> Tu objetivo: Filtra el listado de abajo y copia cada línea que contenga la palabra "boulder". Distingue entre mayúsculas y minúsculas.

====================

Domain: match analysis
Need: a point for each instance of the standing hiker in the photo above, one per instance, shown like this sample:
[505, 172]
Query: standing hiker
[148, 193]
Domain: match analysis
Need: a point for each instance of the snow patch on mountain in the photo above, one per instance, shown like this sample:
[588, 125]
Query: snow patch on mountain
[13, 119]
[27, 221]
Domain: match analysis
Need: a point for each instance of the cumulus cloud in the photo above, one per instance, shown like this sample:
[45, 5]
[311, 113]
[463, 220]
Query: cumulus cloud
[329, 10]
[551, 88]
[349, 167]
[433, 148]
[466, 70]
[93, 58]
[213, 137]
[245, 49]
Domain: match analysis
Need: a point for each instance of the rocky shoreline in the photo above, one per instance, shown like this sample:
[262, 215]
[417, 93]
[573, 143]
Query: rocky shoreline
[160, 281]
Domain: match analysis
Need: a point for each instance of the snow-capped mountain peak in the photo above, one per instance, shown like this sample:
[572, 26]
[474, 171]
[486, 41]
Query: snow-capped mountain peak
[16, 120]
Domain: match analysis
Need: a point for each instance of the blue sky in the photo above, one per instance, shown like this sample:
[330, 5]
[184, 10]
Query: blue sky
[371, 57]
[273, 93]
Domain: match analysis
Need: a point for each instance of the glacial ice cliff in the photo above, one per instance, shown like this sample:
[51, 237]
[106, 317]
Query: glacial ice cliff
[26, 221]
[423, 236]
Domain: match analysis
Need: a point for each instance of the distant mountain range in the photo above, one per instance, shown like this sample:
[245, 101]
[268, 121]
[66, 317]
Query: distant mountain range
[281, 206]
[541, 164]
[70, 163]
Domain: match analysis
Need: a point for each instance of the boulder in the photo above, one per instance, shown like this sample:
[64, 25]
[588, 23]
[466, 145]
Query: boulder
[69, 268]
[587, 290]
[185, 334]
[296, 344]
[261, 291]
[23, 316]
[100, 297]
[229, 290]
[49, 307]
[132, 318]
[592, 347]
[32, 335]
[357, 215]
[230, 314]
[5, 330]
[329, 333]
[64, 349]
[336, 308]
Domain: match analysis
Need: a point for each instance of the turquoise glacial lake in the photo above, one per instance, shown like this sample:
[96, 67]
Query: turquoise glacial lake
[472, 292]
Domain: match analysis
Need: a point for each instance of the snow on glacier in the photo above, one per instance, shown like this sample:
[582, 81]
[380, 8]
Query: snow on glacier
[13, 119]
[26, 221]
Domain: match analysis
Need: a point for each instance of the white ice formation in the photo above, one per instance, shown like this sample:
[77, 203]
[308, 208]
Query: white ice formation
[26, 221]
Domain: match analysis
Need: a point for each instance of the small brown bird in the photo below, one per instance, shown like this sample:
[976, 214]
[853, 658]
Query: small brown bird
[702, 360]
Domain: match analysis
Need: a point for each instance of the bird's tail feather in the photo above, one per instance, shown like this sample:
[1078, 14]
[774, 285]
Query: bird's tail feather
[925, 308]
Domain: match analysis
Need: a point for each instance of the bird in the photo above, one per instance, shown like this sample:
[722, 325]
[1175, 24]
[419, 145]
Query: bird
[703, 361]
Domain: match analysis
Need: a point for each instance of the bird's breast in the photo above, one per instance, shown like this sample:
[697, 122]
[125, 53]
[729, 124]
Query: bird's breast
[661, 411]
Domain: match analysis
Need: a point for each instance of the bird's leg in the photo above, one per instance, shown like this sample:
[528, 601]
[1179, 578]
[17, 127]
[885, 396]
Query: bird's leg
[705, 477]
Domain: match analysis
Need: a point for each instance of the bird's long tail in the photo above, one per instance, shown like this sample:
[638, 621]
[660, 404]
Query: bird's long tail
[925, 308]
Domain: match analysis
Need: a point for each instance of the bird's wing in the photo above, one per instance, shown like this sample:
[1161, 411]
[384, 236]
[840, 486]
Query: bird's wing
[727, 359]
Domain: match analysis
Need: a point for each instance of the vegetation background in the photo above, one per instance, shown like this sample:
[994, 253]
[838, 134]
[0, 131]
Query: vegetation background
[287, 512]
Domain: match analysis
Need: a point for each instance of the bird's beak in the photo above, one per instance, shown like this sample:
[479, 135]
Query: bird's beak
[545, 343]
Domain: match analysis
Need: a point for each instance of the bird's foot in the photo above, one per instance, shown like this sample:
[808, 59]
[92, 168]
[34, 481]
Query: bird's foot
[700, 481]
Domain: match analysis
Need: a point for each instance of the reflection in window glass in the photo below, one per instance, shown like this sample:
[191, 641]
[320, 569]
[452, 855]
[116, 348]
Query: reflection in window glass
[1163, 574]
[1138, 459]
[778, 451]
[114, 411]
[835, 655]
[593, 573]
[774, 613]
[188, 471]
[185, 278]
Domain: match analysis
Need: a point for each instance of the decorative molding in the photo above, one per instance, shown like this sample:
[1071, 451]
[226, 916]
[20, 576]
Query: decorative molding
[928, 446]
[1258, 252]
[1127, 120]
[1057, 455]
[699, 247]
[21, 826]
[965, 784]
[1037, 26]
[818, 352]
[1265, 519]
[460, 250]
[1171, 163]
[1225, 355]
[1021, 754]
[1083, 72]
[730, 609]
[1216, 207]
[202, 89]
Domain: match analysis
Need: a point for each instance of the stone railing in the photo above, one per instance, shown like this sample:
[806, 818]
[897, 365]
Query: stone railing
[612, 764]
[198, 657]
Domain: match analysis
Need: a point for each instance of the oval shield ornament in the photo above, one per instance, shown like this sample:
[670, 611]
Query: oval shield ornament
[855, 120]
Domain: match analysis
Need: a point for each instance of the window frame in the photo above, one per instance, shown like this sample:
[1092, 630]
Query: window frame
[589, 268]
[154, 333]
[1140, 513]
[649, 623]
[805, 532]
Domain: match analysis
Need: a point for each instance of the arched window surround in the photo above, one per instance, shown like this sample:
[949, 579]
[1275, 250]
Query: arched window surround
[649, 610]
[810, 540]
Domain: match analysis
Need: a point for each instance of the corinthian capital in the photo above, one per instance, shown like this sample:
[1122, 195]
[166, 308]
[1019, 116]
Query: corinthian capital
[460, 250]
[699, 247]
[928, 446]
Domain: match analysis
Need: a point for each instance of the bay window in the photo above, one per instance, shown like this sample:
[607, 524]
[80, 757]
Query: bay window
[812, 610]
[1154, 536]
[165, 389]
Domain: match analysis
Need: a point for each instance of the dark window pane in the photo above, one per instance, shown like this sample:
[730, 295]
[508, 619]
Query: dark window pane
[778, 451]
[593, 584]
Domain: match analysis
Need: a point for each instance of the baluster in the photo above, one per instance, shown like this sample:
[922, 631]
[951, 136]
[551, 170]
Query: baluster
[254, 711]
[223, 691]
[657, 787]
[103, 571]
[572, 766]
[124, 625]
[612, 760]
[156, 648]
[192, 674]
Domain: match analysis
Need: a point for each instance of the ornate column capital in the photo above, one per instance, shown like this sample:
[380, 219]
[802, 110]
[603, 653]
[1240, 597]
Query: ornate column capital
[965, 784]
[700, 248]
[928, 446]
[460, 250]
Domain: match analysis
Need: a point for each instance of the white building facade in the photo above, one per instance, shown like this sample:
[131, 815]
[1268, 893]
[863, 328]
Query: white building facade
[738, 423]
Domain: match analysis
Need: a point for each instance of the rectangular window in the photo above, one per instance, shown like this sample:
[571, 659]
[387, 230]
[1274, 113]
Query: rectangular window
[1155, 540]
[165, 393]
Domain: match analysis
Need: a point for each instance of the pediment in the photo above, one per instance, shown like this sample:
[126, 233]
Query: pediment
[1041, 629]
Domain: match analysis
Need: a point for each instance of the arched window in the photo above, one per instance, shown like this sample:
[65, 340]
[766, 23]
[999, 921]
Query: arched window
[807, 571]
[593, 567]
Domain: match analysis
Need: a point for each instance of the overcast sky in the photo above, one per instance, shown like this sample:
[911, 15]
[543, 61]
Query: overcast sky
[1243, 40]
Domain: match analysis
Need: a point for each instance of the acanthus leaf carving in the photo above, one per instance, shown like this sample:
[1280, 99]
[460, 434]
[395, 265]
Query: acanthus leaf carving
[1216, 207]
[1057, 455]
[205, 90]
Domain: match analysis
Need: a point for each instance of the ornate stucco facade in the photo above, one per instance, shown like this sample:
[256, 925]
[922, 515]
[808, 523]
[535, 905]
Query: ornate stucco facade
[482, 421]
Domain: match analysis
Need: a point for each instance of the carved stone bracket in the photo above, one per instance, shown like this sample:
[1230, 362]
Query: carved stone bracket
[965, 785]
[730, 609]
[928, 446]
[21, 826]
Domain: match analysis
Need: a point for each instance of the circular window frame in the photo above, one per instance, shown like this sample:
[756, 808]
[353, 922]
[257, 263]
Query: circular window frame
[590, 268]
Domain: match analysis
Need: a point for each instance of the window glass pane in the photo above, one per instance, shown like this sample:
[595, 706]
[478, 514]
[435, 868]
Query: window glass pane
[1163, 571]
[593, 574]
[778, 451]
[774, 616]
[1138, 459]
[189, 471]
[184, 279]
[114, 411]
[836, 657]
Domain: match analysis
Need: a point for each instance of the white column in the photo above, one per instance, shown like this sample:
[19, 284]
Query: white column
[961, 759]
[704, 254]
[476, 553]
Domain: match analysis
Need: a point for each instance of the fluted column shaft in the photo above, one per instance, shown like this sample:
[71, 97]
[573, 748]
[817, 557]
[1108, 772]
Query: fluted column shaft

====================

> Respuesta al problema:
Need: a point for each instance of the boulder in the photo above, one per instance, shown like this sample:
Query: boulder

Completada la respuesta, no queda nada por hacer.